» Task instructions
When a line in the material contains the word "each", copy it.

» Data excerpts
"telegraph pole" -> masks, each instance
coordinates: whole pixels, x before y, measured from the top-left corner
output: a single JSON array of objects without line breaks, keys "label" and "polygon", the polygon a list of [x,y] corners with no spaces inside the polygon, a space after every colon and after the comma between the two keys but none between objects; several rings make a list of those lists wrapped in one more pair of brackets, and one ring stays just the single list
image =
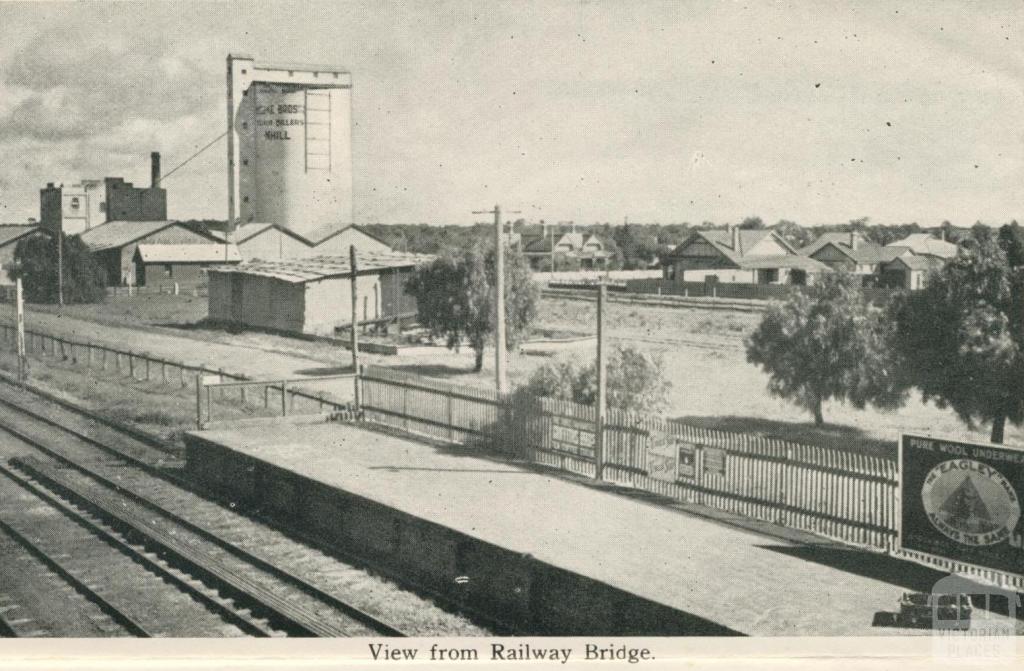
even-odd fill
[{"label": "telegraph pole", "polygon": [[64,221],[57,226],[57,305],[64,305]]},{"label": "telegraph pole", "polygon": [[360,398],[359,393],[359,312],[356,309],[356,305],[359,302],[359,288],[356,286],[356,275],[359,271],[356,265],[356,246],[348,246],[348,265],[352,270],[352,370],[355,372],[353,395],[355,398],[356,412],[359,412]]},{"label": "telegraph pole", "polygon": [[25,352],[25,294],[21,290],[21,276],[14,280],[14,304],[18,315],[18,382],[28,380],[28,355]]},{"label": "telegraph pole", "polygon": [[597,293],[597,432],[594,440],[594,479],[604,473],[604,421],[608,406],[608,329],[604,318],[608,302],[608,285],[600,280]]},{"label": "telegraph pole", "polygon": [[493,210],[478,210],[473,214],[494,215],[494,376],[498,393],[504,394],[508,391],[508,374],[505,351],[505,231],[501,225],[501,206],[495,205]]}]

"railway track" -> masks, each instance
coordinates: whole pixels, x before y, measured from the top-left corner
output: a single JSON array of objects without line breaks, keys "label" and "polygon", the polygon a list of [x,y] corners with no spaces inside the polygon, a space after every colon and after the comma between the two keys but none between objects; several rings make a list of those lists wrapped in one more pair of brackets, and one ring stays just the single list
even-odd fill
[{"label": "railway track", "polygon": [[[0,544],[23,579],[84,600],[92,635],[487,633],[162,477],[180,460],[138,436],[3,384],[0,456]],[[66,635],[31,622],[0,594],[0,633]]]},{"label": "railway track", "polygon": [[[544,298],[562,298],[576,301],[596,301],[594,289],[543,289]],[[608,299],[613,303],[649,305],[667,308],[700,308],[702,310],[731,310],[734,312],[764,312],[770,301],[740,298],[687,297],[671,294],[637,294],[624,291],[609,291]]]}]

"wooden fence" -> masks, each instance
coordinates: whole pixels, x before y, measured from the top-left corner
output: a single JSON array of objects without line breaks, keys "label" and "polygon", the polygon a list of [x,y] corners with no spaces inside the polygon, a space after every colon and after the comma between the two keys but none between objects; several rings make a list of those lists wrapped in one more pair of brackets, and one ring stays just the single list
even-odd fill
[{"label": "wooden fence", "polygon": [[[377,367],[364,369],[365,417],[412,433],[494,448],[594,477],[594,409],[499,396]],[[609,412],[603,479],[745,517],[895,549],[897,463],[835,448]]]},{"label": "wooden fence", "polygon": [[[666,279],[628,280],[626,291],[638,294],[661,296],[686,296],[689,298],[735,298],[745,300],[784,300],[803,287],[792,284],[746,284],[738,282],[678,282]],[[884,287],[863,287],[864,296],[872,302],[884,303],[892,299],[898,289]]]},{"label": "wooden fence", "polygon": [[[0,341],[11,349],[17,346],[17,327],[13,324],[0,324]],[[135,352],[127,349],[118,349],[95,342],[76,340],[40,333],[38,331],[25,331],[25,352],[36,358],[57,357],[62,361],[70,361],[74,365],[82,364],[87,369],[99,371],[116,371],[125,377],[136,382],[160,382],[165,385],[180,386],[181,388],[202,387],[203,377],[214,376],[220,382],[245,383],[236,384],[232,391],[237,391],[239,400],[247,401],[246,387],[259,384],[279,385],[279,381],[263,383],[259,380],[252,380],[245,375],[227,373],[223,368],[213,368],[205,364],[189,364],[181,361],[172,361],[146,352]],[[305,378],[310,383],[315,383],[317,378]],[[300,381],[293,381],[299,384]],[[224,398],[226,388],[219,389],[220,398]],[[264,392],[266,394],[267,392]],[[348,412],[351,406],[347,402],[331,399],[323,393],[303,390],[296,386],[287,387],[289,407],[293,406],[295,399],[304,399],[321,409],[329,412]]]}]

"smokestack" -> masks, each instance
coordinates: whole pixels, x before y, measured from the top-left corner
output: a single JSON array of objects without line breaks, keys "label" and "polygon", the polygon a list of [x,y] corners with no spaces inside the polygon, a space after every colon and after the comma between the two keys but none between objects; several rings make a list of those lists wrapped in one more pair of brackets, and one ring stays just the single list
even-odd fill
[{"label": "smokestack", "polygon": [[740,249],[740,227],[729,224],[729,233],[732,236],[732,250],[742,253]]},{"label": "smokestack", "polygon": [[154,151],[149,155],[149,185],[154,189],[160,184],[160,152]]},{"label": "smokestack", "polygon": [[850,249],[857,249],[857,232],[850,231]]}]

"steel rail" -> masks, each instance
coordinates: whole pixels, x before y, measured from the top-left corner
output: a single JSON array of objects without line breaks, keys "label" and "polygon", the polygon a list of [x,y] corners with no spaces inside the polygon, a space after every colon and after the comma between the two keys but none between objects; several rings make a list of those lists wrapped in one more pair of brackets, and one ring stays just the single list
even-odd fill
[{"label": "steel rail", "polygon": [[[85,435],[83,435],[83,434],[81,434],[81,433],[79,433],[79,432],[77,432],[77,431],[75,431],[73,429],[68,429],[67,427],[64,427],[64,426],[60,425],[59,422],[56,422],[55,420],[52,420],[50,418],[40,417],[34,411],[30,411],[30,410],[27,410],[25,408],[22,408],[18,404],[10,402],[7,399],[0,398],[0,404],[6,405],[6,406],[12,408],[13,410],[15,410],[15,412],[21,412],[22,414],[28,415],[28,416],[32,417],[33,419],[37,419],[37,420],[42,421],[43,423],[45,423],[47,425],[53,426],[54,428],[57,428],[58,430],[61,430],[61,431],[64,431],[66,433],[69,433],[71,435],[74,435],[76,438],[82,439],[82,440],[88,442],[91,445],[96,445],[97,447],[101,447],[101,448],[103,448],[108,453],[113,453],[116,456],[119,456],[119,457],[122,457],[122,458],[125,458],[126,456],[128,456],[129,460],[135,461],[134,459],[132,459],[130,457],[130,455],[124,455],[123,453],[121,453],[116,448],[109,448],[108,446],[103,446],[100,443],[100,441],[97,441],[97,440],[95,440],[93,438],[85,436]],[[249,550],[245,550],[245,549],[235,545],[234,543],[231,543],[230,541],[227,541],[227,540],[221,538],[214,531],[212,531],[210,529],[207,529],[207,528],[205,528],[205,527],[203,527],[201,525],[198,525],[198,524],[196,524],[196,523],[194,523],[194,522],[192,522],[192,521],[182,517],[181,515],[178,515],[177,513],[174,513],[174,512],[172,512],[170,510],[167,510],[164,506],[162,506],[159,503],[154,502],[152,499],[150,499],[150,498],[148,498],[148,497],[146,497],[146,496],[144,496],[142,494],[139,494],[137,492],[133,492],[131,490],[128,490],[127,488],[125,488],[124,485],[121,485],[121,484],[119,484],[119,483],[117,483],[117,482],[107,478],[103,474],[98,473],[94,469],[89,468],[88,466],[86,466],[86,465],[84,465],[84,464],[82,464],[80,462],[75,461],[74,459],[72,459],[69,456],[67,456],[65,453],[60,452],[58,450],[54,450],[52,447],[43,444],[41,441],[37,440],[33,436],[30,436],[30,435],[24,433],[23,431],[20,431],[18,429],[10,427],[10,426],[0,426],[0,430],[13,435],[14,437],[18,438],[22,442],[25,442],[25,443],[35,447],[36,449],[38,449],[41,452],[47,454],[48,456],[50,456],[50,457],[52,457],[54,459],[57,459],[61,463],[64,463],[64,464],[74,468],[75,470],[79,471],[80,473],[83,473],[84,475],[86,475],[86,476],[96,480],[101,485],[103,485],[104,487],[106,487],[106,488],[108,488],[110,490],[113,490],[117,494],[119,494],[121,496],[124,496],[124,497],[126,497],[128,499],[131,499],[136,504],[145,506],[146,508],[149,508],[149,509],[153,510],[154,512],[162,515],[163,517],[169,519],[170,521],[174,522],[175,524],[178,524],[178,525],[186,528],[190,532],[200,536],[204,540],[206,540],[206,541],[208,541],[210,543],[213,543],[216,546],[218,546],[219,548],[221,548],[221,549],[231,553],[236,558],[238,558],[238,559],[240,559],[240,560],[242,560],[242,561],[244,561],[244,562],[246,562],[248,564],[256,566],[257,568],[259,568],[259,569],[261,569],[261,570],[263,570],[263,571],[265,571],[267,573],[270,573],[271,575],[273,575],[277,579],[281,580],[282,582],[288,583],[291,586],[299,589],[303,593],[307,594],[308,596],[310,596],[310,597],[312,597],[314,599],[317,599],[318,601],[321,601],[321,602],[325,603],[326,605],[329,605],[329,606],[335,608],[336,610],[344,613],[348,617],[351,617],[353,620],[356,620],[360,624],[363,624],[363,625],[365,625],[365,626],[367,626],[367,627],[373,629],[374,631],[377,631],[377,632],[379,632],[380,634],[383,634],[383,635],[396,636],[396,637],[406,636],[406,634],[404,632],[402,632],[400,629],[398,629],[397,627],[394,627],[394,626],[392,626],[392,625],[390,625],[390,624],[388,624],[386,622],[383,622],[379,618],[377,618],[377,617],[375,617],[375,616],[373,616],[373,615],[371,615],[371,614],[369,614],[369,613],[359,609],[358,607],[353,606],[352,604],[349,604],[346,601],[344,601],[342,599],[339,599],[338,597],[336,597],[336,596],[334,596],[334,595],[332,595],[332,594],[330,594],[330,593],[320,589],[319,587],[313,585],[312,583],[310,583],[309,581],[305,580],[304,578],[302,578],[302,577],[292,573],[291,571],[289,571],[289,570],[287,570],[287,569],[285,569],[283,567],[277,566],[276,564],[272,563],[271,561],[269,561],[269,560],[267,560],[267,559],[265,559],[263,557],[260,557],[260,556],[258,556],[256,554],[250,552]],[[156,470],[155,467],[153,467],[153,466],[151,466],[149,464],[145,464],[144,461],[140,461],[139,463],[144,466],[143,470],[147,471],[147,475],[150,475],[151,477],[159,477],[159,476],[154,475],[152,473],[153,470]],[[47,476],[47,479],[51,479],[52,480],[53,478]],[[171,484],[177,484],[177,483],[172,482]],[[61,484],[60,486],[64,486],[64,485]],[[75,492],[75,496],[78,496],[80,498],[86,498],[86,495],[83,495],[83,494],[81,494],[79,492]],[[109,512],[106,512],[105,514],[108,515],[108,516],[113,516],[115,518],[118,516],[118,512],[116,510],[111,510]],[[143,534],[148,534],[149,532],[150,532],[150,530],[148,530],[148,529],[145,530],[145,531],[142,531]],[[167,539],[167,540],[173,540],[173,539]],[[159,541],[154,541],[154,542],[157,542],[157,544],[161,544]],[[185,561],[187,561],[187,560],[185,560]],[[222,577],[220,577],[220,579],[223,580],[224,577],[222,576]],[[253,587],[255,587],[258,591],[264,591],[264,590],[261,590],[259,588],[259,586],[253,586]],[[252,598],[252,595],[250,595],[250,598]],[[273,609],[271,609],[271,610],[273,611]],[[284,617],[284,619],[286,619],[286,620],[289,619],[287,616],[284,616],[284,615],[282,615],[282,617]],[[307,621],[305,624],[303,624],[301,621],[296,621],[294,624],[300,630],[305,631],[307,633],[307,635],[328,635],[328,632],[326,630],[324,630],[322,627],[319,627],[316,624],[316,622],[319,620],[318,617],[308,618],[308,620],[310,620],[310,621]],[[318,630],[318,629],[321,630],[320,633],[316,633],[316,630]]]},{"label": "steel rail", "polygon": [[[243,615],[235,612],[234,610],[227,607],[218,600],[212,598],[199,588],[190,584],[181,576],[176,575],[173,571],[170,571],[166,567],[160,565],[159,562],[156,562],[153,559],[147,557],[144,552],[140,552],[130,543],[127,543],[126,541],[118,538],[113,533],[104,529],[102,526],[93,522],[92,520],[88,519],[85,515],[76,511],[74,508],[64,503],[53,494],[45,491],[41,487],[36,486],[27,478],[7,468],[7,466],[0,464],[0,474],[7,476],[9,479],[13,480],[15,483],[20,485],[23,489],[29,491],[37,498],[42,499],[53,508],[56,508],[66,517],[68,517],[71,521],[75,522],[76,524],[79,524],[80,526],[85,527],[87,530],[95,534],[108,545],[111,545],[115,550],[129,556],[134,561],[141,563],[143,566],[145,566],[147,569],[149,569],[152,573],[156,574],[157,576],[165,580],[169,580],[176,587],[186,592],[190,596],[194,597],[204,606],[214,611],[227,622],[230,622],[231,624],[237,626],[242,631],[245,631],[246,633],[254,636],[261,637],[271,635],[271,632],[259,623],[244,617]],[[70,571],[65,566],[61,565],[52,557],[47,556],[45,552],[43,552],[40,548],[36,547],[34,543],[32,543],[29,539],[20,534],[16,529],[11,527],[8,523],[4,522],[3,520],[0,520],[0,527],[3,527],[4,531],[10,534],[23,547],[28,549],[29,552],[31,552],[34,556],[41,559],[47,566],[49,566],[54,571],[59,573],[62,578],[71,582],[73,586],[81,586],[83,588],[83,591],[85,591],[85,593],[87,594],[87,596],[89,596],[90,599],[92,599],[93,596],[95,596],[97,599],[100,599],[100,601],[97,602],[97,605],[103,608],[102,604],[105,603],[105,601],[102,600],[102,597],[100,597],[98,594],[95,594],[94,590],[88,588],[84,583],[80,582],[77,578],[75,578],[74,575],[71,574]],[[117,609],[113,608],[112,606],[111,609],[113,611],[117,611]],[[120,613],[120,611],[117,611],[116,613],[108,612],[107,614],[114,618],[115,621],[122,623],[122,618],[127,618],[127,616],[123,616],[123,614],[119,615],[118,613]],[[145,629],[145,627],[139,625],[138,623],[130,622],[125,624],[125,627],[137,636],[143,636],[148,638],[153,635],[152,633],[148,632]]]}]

» Written response
"telegraph pole" -> masks, each instance
"railway track" -> masks, each instance
"wooden fence" -> masks, each instance
"smokestack" -> masks, each instance
"steel rail" -> masks, each instance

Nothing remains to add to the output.